• **Selected extract**
Time’s Up for Five Thousand Years of Autocracy; and,

個人崇拜從今可以休矣
Enough of the Cult of Personality

The protesters then splattered the massive portrait of Mao Zedong hanging on the gate with eggs filed with pigment.

We used the image of the besmirched Mao as the cover illustration of New Ghosts, Old Dreams:

New Ghosts, Old Dreams, New York: Times Books, 1992, cover

The three protesters were immediately detained by members of the Beijing Students’ Autonomous Federation. Although the students were demonstrating for democracy and freedom in the square, they were anxious to protect their credentials as ‘patriots’ and distance themselves from such an anarchic protest. The student vigilantes hastily organised a press conference at which they forced the Hunan protesters to confess their crime and admit that it had nothing to do with the protests. They were then handed over to the authorities. Mao’s portrait was replaced that same night.

The ‘Hunan Three’Yu Dongyue 喻東嶽, Lu Decheng 魯德成  and Yu Zhijian 余志堅 — spent years in prison.  Following their release they found different ways to seek asylum in North America.

Following Peng Zaizhou’s protest at the Sitong Bridge Overpass in October 2022, some overseas Chinese commentators recalled the Hunan Three, although more generally their act of rebellion, as well as their suffering, go unmentioned.


A Poem of Protest by Zhang Lifan
in Imitation of Lu Xun

***

Zhang’s poem accords with the style of Lu Xun’s original 1931 verse, although it is shorter in length and satirical in intent. Roughly translated it reads as follows:

The White Robes imposed lockdowns day and night
As families, wives and children suffered the pangs of hunger
You rule the Rivers and Mountains, heedless as the people shed tears
Though your commands from on high falter, yet you have no new moves
While we are forced to witness ever more souls consigned to hell
Resorting in our anger to social media to express contempt
With no place for us to express our indignation and our sorrow
City streets instead have filled with blank sheets of paper

trans. G.R. Barmé

無題

章立凡
(依韻和魯迅)

白袍日夜控封時,挈婦將雛正耐飢。
打坐江山民有淚,指揮廊廟帝無棋。
忍看火獄添新鬼,怒向私媒說謗詞
四顧憤悲無表處,滿街A4照城池。

  • Zhang Lifan (章立凡, 1950-) is the son of Zhang Naiqi (章乃器, 1897-1977), a prominent economist and progressive politician who played a key role in China’s post-1949 economy. A ‘Major Rightist Element’ purged when Mao Zedong and Deng Xiaoping crushed the Hundred Flowers Movement in 1957, Zhang was not formally exonerated until 1980. The fate of his father profoundly influenced Zhang fils. Because of his activism during the 1989 Protest Movement, Zhang Lifan was excommunicated by Official China. He has been an independent scholar ever since, speaking out whenever the opportunity has presented itself.

• **Data excerpts**
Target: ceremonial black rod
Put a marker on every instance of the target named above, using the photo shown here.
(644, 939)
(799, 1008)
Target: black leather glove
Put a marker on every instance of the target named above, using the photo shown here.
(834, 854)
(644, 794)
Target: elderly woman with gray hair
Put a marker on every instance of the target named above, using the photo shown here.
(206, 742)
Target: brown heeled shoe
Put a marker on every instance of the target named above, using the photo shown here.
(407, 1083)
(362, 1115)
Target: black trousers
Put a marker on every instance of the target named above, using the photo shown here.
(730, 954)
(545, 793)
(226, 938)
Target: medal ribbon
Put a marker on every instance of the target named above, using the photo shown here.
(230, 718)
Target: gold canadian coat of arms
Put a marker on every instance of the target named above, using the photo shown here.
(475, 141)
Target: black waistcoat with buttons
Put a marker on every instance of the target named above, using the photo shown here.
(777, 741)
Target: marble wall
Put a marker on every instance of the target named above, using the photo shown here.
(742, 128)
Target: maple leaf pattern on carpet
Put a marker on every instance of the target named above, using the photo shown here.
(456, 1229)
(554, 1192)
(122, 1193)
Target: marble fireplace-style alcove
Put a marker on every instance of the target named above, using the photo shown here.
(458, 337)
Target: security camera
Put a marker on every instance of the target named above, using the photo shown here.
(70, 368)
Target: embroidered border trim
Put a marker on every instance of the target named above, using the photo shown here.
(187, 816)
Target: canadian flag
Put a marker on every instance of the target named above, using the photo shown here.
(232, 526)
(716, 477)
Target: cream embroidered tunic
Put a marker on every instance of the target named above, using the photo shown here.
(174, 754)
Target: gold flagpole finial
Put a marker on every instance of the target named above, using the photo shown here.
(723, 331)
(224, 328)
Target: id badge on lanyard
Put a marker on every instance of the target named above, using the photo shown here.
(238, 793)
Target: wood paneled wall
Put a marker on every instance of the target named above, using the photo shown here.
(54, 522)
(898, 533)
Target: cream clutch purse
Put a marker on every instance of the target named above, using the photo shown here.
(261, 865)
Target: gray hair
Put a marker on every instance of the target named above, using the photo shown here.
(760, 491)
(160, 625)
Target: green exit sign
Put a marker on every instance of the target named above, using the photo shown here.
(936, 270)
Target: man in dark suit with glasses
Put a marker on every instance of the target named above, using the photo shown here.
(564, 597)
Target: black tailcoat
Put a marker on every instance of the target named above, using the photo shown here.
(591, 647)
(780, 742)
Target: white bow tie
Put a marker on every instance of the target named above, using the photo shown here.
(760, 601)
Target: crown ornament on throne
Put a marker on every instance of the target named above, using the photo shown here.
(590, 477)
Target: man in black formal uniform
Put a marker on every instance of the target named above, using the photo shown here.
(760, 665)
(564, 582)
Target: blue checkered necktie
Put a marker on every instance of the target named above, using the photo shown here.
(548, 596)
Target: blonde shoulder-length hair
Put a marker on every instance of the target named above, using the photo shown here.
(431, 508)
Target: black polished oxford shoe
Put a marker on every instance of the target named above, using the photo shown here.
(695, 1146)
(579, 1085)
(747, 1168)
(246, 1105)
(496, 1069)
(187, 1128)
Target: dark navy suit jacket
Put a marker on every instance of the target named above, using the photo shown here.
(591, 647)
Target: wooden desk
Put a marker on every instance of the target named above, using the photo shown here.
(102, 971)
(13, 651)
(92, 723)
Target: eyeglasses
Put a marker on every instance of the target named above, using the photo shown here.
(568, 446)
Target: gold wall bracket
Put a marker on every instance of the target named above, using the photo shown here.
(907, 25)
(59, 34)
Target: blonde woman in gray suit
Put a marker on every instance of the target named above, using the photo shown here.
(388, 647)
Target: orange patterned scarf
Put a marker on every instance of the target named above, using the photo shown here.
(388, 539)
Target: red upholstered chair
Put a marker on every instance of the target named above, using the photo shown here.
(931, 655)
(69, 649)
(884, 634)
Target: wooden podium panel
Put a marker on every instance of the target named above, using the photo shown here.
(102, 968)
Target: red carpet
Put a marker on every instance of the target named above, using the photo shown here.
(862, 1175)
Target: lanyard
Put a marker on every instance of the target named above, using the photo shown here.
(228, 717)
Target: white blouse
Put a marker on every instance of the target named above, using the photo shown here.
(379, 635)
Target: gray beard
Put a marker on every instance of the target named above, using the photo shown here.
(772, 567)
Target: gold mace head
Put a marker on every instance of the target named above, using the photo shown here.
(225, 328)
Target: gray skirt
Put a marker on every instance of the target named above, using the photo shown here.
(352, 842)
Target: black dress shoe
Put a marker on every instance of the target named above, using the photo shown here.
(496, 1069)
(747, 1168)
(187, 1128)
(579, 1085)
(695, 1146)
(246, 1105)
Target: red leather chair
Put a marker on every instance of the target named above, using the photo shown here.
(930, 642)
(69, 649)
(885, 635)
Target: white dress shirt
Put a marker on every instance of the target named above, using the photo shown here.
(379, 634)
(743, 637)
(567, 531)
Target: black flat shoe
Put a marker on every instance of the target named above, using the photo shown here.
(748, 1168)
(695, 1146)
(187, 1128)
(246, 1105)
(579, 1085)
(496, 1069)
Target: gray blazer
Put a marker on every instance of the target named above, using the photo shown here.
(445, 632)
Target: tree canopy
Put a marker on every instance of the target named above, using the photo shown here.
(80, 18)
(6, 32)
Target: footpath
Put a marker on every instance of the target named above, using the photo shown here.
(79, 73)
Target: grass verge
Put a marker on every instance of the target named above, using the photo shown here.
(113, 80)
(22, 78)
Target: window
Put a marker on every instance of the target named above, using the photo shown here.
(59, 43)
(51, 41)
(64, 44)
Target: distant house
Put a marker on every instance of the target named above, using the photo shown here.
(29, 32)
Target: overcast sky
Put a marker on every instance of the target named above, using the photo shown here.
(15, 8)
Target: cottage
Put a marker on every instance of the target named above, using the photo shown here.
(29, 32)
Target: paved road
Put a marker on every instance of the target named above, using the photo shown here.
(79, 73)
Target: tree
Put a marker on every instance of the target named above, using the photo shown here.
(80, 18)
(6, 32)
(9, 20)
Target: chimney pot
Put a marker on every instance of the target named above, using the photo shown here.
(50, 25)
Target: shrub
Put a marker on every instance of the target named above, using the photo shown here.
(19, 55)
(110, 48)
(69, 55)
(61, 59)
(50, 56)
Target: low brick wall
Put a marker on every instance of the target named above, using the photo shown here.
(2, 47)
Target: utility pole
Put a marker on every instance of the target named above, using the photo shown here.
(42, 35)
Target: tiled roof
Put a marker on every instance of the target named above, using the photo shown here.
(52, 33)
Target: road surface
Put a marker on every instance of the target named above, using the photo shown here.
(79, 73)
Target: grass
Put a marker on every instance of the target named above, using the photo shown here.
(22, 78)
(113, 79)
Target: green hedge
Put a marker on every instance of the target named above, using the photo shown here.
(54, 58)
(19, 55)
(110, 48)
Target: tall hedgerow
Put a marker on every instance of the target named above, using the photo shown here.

• **Problems to work on**
a: Reproduce the text on the Hunan Three and Zhang Lifan's poem from "New Ghosts, Old Dreams, New" to "that same night.".
b: In the text on the Hunan Three and Zhang Lifan's poem, who immediately detained the three protesters?
Rely only on the text on the Hunan Three and Zhang Lifan's poem, not on the records.

• **Answers in order**
a:
New Ghosts, Old Dreams, New York: Times Books, 1992, cover

The three protesters were immediately detained by members of the Beijing Students’ Autonomous Federation. Although the students were demonstrating for democracy and freedom in the square, they were anxious to protect their credentials as ‘patriots’ and distance themselves from such an anarchic protest. The student vigilantes hastily organised a press conference at which they forced the Hunan protesters to confess their crime and admit that it had nothing to do with the protests. They were then handed over to the authorities. Mao’s portrait was replaced that same night.

b: Members of the Beijing Students' Autonomous Federation.